Persikas Subang
- Full name: Perserikatan Sepakbola Indonesia Subang
- Nicknames: Singa Subang (Subang Lions)
- Short name: SUB
- Founded: 1951; 75 years ago
- Ground: Persikas Stadium Subang, West Java
- Capacity: 5,000
- Chairman: Ahmad Buhori
- Manager: H. Oom Abdurohman
- Coach: Mial Armand
- League: None
- 2024–25: Liga 2, 1st in Relegation round Group K
- Website: https://subang.go.id/
| Home colours | Away colours |

= Persikas Subang =

Indonesian football club

Perserikatan Sepakbola Indonesia Subang, commonly known as Persikas, is an Indonesian football team based in Subang Regency, West Java. They last competed in the Liga 2.

== History ==
For the first time in the club's history, Persikas Subang officially recruited the first foreign player during the club's existence. The first foreign player to join was Yevhen Bokhashvili from Ukraine. He joined to strengthen the team in 2024–25 Liga 2 season.

Due to financial issues, Persikas sold their playing license in the Liga 2 to South Sumatra vice-governor Cik Ujang on 4 June 2025, who went on to establish Sumsel United that took over Persikas' spot in the league, a move that was ratified by the PSSI on 6 June 2025. However, despite withdrawing from the Liga 2, Persikas did not go defunct and instead set plans to start over from the lower leagues in the near future.

== Stadium ==
Persikas homebase called Persikas Stadium which has a capacity of 5,000 seats. This stadium is located on Jl. Pulau Bali No. 1, Pasirkareumbi, Subang.

= = =

Exercise task 1:
Answer these questions using the Persikas Subang article:
(a) Who is listed as the club's chairman?
(b) Which country did the club's first foreign player come from?
(c) On what date did the PSSI ratify the transfer of the club's Liga 2 spot?
Exercise task 2: Write the next part of the Persikas Subang article, starting after its final sentence about the stadium's location.

[Dataset excerpts on object pointing]
= = =

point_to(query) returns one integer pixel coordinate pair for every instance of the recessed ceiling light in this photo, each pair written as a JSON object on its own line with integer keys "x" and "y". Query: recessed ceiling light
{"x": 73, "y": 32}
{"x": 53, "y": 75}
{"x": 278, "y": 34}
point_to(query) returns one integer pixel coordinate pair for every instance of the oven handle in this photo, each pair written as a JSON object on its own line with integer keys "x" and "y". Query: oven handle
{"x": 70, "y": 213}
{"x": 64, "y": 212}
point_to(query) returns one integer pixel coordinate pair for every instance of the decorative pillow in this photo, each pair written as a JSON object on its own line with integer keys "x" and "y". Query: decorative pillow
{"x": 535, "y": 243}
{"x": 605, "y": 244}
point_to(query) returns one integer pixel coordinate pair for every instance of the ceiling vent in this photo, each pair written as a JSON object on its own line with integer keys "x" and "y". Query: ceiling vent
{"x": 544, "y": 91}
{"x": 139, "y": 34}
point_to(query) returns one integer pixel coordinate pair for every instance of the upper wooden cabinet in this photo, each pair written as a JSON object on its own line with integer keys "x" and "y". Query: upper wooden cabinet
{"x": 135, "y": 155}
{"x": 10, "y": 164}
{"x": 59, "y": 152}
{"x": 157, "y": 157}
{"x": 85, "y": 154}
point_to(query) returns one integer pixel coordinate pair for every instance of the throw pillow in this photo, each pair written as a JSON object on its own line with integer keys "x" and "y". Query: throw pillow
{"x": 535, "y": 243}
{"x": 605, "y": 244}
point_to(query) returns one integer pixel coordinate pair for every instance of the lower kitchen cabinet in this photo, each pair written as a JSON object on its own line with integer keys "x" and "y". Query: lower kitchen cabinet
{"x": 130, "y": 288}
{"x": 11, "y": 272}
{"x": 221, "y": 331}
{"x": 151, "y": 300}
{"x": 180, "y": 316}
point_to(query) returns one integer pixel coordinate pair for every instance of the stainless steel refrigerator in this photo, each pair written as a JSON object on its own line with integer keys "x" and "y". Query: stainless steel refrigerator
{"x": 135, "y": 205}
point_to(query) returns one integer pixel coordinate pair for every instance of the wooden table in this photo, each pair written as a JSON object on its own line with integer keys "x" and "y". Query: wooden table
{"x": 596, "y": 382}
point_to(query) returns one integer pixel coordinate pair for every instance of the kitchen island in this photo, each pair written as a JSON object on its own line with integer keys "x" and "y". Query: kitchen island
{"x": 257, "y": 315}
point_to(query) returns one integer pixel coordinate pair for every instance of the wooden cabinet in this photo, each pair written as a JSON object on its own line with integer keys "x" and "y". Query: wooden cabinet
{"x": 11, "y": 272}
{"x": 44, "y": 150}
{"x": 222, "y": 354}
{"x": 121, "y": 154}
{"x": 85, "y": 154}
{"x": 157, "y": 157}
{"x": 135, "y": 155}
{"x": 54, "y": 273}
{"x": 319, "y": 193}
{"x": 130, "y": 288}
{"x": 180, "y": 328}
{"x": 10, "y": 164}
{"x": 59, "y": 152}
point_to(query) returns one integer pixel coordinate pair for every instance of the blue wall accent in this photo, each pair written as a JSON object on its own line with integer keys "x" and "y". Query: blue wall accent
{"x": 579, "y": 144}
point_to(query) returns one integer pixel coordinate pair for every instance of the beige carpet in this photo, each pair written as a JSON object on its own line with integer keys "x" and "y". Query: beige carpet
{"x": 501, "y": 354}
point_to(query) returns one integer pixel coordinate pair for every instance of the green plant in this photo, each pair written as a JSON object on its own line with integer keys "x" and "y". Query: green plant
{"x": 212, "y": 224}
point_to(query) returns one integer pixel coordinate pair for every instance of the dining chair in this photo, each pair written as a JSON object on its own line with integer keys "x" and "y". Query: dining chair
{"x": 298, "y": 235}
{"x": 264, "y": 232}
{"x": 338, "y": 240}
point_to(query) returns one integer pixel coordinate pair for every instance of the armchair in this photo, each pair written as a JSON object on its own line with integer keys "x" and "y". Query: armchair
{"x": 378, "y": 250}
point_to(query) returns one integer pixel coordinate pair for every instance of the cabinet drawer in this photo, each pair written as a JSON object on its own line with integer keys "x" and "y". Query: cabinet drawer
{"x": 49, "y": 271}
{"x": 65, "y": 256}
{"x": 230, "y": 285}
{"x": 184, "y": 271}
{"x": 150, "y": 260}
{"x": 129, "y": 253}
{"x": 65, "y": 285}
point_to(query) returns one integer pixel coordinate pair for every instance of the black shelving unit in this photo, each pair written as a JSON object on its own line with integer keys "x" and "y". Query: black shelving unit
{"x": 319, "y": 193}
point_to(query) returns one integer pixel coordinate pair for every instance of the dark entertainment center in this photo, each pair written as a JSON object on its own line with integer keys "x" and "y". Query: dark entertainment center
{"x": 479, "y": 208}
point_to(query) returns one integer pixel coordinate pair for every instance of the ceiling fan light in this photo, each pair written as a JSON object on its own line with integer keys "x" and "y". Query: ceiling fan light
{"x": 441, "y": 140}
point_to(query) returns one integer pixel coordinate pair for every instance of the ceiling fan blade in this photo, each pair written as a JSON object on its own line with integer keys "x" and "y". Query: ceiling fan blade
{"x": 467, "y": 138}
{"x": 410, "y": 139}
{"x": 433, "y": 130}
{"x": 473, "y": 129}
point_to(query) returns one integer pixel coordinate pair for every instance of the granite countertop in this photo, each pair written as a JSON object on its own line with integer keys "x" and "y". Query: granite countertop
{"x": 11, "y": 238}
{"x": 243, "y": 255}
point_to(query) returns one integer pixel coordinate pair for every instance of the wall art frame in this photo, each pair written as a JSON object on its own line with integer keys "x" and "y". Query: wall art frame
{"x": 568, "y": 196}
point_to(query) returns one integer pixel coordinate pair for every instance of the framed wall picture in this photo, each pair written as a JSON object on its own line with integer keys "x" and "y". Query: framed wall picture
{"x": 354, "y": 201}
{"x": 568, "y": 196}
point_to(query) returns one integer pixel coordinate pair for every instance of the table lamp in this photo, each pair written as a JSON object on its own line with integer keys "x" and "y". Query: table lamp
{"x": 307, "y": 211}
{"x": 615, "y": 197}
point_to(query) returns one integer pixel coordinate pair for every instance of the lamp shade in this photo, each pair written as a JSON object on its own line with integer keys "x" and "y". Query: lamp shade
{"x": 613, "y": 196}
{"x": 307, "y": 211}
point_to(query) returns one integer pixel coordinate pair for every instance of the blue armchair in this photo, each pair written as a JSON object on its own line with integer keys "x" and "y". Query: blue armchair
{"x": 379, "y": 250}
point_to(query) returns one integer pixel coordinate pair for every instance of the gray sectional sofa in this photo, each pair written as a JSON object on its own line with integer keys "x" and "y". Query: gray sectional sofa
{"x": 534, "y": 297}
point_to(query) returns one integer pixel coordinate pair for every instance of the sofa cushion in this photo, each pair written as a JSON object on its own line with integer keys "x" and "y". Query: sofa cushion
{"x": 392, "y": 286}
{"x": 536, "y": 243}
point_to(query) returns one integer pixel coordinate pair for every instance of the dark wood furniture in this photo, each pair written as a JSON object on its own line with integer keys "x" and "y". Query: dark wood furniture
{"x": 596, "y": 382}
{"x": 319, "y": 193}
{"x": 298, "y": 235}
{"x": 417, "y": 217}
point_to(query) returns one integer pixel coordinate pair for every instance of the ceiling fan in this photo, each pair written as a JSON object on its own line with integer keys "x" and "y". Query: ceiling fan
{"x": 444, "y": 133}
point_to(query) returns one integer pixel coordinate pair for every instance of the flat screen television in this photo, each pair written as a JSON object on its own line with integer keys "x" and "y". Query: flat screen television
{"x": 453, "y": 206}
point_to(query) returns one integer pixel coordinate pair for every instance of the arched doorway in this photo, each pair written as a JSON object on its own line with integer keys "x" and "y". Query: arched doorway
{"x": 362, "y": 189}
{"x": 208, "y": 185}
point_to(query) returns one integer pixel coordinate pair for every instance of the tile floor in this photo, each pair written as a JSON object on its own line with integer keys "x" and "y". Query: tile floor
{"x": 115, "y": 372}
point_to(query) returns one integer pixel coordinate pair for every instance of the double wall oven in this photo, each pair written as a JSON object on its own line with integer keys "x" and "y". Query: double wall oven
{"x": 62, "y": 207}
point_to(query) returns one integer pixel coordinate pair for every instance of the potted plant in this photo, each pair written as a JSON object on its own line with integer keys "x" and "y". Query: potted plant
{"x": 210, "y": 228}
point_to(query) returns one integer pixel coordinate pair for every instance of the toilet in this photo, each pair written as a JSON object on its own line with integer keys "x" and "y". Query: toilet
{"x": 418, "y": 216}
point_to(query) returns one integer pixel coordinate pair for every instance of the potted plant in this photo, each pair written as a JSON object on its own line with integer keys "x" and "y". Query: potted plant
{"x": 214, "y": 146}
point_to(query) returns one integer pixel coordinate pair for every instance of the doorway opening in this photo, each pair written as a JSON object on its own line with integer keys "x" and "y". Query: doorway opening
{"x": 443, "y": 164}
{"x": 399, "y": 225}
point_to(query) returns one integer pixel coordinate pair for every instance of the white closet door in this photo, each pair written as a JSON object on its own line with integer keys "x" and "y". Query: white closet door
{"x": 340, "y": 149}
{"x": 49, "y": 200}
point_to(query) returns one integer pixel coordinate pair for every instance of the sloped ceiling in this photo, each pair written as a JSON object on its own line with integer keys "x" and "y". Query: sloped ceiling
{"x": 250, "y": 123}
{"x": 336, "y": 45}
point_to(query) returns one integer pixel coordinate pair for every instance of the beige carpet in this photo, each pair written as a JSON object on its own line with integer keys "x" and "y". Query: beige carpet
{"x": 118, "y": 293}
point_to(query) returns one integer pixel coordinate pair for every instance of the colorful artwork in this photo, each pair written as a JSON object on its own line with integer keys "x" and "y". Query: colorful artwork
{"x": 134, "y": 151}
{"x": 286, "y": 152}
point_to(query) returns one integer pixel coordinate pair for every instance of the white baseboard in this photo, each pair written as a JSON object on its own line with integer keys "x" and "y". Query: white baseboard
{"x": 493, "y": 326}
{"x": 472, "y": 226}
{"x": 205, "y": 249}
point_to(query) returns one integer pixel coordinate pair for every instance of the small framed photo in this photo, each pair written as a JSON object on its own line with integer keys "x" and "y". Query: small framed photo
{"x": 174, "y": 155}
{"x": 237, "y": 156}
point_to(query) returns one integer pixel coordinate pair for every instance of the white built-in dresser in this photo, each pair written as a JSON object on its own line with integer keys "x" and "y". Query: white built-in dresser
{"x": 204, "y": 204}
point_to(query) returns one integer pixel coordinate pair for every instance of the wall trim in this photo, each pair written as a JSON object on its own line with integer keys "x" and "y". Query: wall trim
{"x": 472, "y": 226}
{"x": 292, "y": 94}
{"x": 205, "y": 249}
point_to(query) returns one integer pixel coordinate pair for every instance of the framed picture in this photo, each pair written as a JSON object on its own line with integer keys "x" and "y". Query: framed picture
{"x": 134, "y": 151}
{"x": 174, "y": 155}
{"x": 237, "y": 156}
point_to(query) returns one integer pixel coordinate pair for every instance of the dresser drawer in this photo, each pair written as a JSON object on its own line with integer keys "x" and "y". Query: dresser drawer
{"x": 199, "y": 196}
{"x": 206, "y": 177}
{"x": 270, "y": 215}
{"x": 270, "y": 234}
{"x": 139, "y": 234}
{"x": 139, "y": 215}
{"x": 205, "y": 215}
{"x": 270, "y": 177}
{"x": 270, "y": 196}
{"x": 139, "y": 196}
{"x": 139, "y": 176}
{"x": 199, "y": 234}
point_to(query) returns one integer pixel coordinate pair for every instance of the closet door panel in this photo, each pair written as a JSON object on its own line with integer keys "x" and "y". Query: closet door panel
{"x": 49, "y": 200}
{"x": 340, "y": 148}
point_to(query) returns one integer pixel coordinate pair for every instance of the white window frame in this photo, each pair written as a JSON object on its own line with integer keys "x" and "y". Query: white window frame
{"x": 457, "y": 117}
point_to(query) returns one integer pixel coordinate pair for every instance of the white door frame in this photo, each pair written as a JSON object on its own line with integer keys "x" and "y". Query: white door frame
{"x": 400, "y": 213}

= = =

Exercise answer 1:
(a) Ahmad Buhori
(b) Ukraine
(c) 6 June 2025

Exercise answer 2:
== Players ==

| No. | Pos. | Nation | Player |
|---|---|---|---|
| 1 | GK | IDN | Rahmat Hidayat |
| 2 | DF | IDN | Krisna Prastiyo |
| 3 | DF | IDN | Dede Juandi |
| 4 | DF | IDN | Razan Akbar (on loan from Nusantara United) |
| 5 | DF | IDN | Bintang Arrahim |
| 6 | MF | IDN | Bagas Satrio |
| 7 | MF | BRA | Guilherme Batata |
| 8 | MF | IDN | Tito Tohpati |
| 9 | MF | IDN | Ega Nugraha |
| 10 | MF | IDN | Rudi Hidayat |
| 11 | MF | IDN | Fadil Redian |
| 13 | FW | IDN | Afdal Yusra |
| 15 | DF | IDN | Fajar Zainul |
| 17 | MF | IDN | Henry Rivaldy |
| 18 | FW | IDN | Dona Saputra |
| 19 | DF | IDN | Sulaiman Umar |

| No. | Pos. | Nation | Player |
|---|---|---|---|
| 20 | GK | IDN | Nurdin Rijki Nugraha |
| 21 | DF | IDN | Hendri Gunawan |
| 22 | MF | IDN | Muhammad Ridwan |
| 23 | DF | BRA | Pedrão |
| 30 | GK | IDN | Jandia Eka Putra (captain) |
| 32 | DF | IDN | Vieri Ariyanto |
| 33 | FW | IDN | Fardhan Faris |
| 45 | FW | IDN | Usman Diarra |
| 48 | MF | IDN | Yoga Pratama |
| 55 | MF | IDN | Takwir Rahman |
| 63 | MF | IDN | Firman Mutalib |
| 64 | MF | IDN | Deden Agus |
| 66 | DF | IDN | Angga Sukmantoro |
| 73 | DF | IDN | Julyano Pratama |
| 92 | MF | TLS | Thiago Fernandes |

== Supporters ==
Persikas Subang has a supporter group that is spread throughout the Subang Regency, considering its historical record as the only club in the regency. Persikas fans call themselves Super Sub (Supporter Persikas Subang).

After creating a new history of Persikas qualifying for Liga 2 in 2024, the people of Subang who are members of the supporters' community and ordinary people welcomed this team's return to their area. Where they escorted him from the Cilameri toll gate until the convoy headed to Subang Regency square. This was the biggest atmosphere they had ever celebrated.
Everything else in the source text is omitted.